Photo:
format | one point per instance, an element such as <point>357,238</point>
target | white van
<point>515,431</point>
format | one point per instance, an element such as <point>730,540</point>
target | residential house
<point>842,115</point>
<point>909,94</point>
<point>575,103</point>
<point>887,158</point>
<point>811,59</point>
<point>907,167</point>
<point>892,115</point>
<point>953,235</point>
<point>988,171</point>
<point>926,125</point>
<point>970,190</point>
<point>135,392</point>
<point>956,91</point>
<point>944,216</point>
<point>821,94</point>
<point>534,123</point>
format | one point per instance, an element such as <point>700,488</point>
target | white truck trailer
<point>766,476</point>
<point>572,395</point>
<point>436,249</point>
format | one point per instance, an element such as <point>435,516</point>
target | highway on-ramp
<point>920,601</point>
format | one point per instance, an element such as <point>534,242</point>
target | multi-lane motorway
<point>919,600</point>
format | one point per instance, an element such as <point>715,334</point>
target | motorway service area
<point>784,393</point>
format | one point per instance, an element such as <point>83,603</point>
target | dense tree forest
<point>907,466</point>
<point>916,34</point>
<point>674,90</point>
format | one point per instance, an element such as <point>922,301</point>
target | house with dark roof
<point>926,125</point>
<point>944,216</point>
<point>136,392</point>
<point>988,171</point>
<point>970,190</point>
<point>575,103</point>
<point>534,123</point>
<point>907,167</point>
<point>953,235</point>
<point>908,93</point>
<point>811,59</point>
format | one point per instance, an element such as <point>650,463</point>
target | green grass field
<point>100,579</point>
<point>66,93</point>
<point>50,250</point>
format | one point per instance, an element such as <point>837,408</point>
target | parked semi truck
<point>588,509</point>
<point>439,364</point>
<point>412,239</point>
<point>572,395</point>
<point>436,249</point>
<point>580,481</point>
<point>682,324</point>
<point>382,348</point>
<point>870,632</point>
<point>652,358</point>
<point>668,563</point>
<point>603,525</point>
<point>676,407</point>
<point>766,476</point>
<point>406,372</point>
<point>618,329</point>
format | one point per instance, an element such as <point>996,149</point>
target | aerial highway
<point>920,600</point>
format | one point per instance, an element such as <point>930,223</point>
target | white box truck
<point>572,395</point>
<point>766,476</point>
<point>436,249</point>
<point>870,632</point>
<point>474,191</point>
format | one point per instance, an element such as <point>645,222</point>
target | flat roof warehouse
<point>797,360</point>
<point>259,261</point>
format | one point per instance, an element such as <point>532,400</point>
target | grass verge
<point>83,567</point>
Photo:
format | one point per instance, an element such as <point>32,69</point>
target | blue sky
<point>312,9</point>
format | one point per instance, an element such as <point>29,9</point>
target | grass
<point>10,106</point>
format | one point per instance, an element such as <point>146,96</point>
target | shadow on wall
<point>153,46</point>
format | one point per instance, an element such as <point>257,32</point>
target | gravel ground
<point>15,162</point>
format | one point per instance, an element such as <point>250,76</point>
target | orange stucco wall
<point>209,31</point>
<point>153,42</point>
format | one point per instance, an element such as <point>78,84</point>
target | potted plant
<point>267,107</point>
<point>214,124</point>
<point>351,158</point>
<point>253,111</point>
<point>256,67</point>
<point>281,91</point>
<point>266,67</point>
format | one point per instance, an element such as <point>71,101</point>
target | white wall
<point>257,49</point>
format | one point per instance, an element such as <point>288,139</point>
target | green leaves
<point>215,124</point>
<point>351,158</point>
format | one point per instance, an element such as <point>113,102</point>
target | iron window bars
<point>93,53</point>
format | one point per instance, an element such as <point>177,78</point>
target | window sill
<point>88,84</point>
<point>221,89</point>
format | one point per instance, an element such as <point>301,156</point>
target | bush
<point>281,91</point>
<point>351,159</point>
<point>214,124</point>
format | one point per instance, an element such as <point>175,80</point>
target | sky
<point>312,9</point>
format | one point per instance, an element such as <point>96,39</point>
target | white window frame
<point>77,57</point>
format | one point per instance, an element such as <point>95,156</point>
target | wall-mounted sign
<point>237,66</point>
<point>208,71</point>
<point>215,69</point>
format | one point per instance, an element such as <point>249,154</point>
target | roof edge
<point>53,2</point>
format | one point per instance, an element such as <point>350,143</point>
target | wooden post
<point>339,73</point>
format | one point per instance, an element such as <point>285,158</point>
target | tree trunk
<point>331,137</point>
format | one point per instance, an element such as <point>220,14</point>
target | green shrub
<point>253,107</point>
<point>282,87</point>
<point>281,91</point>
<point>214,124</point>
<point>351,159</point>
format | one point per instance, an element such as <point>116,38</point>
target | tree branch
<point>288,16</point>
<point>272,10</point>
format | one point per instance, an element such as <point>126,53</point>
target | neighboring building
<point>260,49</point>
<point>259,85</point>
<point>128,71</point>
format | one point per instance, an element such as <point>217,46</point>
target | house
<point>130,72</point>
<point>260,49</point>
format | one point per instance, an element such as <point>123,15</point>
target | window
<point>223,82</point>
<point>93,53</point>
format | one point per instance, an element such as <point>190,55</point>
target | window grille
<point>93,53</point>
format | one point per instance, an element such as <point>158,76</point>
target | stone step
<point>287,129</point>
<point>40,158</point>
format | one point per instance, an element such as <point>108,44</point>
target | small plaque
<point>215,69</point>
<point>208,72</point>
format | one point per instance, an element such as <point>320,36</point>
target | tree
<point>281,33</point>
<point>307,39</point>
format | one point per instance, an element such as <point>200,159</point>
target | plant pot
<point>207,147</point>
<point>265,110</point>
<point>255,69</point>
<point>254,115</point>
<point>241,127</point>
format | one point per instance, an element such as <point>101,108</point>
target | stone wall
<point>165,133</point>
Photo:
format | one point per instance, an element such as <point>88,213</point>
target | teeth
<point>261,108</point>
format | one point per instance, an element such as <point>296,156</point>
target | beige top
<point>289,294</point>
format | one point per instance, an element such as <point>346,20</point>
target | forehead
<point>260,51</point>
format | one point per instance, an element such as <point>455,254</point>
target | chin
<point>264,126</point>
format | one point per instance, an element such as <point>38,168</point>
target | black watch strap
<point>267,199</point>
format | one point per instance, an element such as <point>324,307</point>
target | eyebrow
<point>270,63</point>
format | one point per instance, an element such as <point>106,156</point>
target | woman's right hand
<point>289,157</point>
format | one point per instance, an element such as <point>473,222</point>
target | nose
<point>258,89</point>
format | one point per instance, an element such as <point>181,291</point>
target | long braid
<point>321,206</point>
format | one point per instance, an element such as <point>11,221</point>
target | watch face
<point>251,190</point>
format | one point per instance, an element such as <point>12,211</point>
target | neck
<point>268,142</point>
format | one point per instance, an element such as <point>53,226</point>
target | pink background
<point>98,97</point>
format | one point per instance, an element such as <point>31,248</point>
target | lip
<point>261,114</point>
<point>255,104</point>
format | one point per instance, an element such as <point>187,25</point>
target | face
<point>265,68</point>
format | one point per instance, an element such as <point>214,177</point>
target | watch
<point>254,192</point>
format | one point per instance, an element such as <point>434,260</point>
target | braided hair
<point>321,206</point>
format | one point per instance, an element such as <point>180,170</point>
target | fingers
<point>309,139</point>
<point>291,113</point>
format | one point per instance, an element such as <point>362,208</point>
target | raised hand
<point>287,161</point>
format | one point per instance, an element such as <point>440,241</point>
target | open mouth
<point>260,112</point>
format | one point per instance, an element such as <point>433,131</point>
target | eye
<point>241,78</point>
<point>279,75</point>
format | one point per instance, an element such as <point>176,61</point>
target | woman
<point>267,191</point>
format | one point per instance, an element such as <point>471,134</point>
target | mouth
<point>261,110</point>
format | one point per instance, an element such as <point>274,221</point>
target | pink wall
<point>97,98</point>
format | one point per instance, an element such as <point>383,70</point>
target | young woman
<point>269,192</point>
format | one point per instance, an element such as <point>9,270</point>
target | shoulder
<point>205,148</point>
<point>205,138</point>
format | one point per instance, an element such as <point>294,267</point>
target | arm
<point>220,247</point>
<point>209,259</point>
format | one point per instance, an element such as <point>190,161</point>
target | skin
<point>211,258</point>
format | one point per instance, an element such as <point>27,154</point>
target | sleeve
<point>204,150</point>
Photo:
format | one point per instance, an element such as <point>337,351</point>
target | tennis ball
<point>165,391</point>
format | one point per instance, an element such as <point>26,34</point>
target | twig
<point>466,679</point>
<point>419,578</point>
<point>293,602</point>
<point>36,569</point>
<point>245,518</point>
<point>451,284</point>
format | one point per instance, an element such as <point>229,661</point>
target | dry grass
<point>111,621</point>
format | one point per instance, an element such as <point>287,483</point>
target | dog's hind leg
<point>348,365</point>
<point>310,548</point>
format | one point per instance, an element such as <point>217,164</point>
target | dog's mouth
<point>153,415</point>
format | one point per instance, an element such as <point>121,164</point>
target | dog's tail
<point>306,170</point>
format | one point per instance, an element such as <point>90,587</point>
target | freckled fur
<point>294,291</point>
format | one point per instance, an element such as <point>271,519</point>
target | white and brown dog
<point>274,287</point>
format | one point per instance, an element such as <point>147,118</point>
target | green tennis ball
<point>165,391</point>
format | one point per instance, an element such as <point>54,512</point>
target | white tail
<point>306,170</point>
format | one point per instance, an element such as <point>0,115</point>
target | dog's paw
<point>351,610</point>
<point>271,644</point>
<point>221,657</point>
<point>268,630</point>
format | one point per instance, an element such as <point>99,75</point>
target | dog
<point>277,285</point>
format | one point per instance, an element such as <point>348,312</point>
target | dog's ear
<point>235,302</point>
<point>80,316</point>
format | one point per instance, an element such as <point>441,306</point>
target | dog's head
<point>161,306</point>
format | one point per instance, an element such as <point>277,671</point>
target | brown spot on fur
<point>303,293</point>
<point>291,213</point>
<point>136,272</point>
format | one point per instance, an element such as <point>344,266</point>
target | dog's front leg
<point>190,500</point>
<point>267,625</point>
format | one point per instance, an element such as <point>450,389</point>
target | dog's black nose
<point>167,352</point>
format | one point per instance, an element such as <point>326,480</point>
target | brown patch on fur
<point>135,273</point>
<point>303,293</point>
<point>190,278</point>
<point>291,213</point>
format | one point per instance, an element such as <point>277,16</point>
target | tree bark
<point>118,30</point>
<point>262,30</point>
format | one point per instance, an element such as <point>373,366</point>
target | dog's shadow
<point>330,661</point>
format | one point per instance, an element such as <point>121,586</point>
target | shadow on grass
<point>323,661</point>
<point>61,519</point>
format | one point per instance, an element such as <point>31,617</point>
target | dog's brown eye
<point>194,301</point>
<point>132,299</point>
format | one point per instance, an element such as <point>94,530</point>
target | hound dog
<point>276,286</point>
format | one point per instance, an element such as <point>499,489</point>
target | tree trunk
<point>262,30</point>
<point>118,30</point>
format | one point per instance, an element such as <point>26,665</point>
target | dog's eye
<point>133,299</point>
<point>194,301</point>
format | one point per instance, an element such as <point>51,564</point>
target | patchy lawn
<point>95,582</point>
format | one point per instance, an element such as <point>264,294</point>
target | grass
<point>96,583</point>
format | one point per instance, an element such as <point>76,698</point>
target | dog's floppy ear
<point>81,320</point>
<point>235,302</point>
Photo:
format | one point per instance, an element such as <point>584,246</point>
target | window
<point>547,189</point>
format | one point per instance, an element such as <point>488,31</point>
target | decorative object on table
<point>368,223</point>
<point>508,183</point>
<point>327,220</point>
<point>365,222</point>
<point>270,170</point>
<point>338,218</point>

***

Revise the items from the line with "such as <point>348,312</point>" through the line with "<point>330,661</point>", replacing "fur" with "coat" and leaving everything else unchanged.

### Response to the exercise
format | one point per instance, an element such as <point>348,312</point>
target | dog's ear
<point>235,302</point>
<point>80,316</point>
format | one point per instance, an element such as <point>441,306</point>
target | dog's head
<point>161,306</point>
format | one point per instance, an element such as <point>277,671</point>
target | brown spot on coat
<point>303,293</point>
<point>291,213</point>
<point>136,272</point>
format | one point per instance, an element such as <point>344,266</point>
target | dog's front leg
<point>190,500</point>
<point>267,625</point>
format | one point per instance, an element such as <point>450,389</point>
target | dog's black nose
<point>167,352</point>
format | one point per instance, an element such as <point>326,480</point>
target | brown patch on coat
<point>135,273</point>
<point>303,293</point>
<point>190,278</point>
<point>291,213</point>
format | one point per instance, an element such as <point>277,16</point>
target | tree bark
<point>118,30</point>
<point>262,30</point>
format | one point per instance, an element such as <point>373,366</point>
target | dog's shadow
<point>330,661</point>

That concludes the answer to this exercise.